→ Page text:
An arrow is a direction

Here, on the last page, the figure the whole book is named for can finally do its full work. We have been speaking of an arrow, and an arrow is a strange and specific kind of thing: it is not a place, it is a pointing. And this is the turn the entire book has been walking toward, so let it land plainly. An arrow that has reached its mark is called a spent arrow. We have spent the long history of ethics asking where morality finally lands — what the end-state is, the perfected society, the completed self, the destination that would let us at last put the bow down. And that was the error, the deepest and most natural one, because morality was never that kind of thing. It is the flight and not the target. It has a direction — emphatically, demonstrably, a direction, which is the whole burden of this book against those who said it had none — but a direction is not a destination deferred. It is a different kind of thing entirely, and, it turns out, the only kind a living thing was ever actually offered.

This is why the road ahead is, and will remain, unmapped — the same unmapped road this part of the book set out on, returned to now at its end. We opened by watching our ancestors stand under a strange sky and draw their own figures on it to find their bearings, with no chart handed down and none coming. We end in the same place, and it is no longer frightening. The road does not end, and we used to think that was the bad news. It is the best news there is. A road that ended would mean a self that ended, a we that had nothing left to widen, a coherence that had finally run out of context to grow into — which is not heaven but heat-death, the song over, the arrow spent. That we cannot see the end is not the failure of this view. It is the view: there is no end to see, only further to walk, and a way of walking that is better or worse, wider or narrower, more whole or more cramped, every single step.

(Picture region annotation records)

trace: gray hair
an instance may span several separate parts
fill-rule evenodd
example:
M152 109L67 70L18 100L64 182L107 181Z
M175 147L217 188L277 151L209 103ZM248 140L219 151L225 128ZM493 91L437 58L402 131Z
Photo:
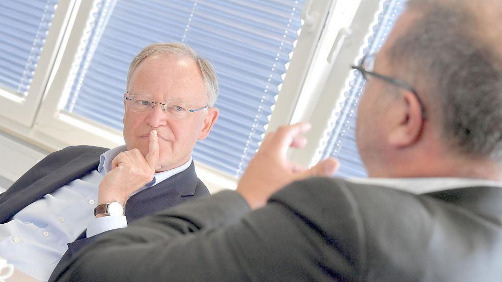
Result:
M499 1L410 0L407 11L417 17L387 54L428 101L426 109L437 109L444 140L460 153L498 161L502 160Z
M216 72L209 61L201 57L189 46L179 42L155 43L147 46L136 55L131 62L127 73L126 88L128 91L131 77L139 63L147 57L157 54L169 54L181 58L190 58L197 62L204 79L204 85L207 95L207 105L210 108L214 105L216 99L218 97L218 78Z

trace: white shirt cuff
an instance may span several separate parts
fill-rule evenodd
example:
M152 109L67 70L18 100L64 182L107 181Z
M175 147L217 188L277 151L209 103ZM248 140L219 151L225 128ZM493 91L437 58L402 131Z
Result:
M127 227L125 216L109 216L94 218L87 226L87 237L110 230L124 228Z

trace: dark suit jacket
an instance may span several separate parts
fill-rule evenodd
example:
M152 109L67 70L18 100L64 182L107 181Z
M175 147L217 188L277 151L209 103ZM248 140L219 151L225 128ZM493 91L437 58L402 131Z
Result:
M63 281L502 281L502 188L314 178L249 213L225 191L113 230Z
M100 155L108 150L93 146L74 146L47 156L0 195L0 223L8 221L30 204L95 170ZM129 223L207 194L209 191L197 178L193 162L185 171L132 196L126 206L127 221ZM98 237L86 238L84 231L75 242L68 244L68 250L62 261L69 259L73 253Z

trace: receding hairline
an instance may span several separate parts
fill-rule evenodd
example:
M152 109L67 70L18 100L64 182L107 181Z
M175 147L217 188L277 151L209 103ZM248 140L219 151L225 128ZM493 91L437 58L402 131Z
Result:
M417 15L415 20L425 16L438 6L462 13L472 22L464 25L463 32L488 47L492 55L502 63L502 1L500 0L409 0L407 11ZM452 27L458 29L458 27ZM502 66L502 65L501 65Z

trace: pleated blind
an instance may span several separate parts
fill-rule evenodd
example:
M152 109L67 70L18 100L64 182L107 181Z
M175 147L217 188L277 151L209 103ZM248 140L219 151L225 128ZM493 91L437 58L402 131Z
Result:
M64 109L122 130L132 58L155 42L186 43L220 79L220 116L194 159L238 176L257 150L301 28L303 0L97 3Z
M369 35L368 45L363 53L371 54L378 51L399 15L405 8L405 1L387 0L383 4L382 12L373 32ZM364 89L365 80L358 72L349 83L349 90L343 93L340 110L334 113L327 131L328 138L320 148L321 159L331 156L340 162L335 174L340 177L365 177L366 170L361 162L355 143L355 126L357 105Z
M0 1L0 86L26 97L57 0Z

--

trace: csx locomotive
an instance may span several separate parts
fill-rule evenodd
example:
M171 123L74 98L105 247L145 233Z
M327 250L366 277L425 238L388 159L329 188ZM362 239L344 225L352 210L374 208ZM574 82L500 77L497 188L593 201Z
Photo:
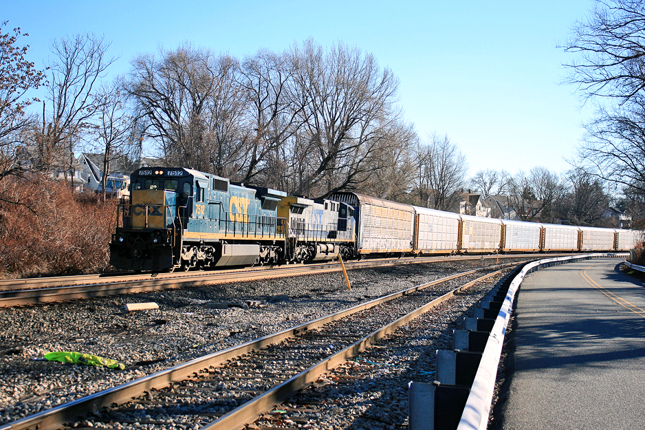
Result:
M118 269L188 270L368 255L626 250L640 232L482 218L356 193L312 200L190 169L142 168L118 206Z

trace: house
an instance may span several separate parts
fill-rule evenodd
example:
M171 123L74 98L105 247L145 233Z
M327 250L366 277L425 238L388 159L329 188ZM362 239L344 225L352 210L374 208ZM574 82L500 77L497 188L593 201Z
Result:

→ Tasks:
• a. List each line of the records that contains the word "trace".
• b. Go on with the passage about morality as an arrow, starting after its last sentence.
The records are unrelated to the passage about morality as an arrow.

→ Responses for each task:
• a.
trace: gray hair
trace: white shirt cuff
trace: dark suit jacket
trace: receding hairline
trace: pleated blind
trace: csx locomotive
trace: house

• b.
What is ahead

We can say a little about the next stretch of the road, though only a little, and saying only a little is itself the discipline. The widening that carried us from the lone self to the we and out to all of life and time has not stopped, and in our own moment it has taken a turn no previous generation faced: we are now joined by minds we ourselves are making, and the agency that lies ahead is not the human’s alone and not the machine’s but the wider thing they are becoming together — human values and more-than-human models co-evolving into a coherence neither could hold by itself. The book has called this generative agency, and used the letter Ω for it, and it should be honest about what that name does and does not mean. It is not a prophecy of a fixed and glorious end-state we are guaranteed to reach — this book has no Omega Point in it, no destiny pulling us home, no promise that the arrow arrives.1 It is only a placeholder for the next reach of the very thing that has been reaching all along: a level of agency wider, more coherent, more generative than any we have known, whose shape we cannot specify precisely because we have not walked there yet, and could not honestly claim to foresee. We name it not to predict it but to face it — to point the body in its direction and take the next step well.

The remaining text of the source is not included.